**The problem:** Report how many lines of the records below include the word "woman". Give nothing but the number.

**Task input:**
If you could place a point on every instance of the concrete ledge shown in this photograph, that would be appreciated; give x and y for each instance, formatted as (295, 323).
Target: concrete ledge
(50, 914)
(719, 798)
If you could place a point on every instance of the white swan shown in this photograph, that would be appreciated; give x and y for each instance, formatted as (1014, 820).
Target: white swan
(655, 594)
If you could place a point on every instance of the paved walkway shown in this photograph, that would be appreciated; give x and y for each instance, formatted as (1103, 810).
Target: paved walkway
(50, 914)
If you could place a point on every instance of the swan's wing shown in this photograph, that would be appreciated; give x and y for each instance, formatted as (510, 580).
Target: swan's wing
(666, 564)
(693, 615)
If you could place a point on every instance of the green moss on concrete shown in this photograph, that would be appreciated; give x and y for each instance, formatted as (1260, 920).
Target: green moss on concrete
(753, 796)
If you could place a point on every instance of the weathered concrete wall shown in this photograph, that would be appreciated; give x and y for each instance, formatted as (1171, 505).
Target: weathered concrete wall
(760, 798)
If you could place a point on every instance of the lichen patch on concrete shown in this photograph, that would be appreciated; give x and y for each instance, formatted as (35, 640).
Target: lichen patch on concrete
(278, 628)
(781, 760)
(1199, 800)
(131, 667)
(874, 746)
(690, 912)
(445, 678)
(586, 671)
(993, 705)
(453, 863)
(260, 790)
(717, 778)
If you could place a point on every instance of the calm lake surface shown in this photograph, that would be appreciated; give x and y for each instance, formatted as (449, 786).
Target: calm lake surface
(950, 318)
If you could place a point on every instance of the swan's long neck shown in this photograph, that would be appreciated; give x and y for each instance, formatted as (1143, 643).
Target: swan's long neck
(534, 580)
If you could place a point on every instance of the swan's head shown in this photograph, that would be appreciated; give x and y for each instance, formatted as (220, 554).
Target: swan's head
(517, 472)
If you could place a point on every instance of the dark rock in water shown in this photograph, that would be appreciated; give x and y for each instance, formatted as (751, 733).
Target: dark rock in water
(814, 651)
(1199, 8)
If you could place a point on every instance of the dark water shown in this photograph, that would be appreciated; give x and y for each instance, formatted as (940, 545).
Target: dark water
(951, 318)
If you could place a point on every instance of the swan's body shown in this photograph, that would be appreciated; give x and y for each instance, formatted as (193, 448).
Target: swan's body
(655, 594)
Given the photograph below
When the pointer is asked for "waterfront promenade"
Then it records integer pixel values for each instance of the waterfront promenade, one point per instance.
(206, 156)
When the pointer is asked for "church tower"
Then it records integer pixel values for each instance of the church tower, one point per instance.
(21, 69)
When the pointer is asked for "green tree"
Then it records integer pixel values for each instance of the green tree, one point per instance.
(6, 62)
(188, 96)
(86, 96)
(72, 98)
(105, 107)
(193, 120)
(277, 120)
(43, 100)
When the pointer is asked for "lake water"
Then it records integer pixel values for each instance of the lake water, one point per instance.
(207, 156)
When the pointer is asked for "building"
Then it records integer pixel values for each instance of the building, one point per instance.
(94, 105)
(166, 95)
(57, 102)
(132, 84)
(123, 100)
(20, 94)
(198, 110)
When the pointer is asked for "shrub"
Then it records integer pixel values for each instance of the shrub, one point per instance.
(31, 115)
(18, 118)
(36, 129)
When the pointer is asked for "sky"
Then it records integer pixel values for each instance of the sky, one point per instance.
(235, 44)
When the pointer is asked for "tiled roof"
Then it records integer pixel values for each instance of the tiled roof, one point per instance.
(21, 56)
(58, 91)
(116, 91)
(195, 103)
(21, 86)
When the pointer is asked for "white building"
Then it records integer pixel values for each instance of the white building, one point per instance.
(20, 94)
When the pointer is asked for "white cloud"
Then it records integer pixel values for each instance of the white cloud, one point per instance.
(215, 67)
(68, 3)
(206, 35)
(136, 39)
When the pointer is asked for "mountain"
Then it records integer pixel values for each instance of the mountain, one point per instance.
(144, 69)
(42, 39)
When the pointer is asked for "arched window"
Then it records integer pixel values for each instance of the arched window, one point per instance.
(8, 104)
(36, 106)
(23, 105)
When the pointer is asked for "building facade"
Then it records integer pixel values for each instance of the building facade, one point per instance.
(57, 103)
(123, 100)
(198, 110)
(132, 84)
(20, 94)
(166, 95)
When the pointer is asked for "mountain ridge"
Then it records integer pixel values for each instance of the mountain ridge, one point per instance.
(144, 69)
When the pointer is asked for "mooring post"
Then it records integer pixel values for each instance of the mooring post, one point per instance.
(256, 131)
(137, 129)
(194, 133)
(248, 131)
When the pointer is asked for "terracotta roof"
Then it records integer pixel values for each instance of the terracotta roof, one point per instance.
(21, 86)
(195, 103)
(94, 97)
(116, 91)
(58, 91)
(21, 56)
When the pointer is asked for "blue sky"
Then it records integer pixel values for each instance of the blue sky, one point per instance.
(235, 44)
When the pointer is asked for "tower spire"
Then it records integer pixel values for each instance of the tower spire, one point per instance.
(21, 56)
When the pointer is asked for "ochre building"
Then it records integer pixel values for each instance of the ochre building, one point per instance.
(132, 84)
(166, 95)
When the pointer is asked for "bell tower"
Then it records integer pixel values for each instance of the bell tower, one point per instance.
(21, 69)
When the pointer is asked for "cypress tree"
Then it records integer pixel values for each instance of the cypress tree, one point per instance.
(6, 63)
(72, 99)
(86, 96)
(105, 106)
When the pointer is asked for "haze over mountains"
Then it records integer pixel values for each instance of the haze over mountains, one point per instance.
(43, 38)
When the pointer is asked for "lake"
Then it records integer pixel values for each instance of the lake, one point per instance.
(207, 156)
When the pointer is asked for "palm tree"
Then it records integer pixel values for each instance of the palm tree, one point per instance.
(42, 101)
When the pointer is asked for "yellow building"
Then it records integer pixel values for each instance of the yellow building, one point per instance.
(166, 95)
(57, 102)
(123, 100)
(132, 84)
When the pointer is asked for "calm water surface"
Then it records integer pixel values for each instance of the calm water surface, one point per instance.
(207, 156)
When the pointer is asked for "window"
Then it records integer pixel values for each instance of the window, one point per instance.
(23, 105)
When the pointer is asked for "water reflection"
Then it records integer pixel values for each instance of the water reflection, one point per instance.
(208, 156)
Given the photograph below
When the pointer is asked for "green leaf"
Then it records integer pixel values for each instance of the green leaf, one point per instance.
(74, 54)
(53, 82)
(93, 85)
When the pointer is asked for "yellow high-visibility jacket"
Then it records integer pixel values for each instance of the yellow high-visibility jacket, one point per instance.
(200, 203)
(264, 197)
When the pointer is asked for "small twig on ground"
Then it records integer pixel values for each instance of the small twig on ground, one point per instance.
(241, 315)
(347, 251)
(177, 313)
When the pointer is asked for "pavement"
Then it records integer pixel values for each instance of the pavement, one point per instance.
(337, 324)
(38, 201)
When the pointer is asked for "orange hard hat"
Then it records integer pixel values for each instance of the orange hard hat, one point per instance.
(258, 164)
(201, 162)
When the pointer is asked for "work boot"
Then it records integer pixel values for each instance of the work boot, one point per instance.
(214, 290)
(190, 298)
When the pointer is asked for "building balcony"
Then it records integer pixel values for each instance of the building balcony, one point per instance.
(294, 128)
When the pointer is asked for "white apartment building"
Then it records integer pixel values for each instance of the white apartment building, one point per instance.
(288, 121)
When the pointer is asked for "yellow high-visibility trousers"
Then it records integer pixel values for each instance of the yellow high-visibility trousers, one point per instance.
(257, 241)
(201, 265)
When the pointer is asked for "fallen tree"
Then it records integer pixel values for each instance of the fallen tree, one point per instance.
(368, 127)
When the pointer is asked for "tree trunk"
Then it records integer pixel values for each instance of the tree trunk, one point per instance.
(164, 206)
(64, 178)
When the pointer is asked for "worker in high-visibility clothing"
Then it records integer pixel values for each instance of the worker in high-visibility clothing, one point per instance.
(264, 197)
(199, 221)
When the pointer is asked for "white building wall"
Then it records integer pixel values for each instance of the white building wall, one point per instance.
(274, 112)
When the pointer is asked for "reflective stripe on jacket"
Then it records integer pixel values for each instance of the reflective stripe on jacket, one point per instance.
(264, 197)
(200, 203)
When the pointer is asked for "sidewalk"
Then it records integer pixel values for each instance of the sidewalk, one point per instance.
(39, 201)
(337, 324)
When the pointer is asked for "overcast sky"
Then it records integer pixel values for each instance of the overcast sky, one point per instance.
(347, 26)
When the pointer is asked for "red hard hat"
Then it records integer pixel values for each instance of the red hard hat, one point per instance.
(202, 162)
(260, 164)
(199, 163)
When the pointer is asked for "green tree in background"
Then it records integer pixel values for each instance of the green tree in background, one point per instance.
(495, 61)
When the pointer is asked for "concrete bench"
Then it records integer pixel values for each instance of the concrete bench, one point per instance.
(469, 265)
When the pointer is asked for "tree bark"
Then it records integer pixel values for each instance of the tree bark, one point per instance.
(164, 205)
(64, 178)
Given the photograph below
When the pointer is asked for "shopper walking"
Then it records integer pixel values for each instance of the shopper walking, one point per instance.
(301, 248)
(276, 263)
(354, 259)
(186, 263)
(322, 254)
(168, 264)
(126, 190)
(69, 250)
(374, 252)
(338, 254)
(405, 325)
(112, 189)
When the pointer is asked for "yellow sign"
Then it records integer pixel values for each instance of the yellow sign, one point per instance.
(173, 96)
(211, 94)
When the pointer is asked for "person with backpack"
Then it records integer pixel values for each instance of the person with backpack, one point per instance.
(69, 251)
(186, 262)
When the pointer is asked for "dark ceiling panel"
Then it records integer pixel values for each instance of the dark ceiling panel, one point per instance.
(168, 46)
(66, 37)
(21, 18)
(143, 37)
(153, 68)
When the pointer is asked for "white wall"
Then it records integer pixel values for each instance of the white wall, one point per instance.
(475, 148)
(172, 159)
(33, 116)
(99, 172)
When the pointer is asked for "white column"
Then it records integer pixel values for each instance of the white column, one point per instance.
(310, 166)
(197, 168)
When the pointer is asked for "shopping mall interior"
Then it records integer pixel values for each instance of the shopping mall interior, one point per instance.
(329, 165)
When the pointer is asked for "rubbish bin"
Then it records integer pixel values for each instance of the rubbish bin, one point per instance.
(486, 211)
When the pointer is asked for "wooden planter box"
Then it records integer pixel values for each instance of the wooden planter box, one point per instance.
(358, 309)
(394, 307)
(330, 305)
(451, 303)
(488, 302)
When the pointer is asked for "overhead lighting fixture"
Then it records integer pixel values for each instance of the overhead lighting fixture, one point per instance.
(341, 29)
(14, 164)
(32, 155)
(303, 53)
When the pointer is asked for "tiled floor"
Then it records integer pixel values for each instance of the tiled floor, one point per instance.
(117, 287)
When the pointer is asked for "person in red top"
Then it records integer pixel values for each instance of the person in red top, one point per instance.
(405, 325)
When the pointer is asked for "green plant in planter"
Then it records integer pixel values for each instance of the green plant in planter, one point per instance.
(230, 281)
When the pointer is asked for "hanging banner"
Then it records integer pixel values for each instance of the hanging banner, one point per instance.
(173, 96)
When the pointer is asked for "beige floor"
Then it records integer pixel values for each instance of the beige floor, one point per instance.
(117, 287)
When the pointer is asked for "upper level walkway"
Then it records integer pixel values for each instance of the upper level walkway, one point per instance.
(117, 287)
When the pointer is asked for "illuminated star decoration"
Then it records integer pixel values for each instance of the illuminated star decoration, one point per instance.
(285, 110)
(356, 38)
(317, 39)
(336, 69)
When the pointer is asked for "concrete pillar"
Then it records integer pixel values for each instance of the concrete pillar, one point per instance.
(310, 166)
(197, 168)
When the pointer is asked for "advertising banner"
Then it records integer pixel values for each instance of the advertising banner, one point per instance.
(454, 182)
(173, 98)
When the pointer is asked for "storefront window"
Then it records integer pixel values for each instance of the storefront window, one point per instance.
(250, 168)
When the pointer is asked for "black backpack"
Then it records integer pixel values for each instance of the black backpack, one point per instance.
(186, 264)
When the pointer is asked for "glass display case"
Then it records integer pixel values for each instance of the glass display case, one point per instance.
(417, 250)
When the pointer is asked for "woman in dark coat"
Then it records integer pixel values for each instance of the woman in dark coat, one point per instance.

**Answer space:** 2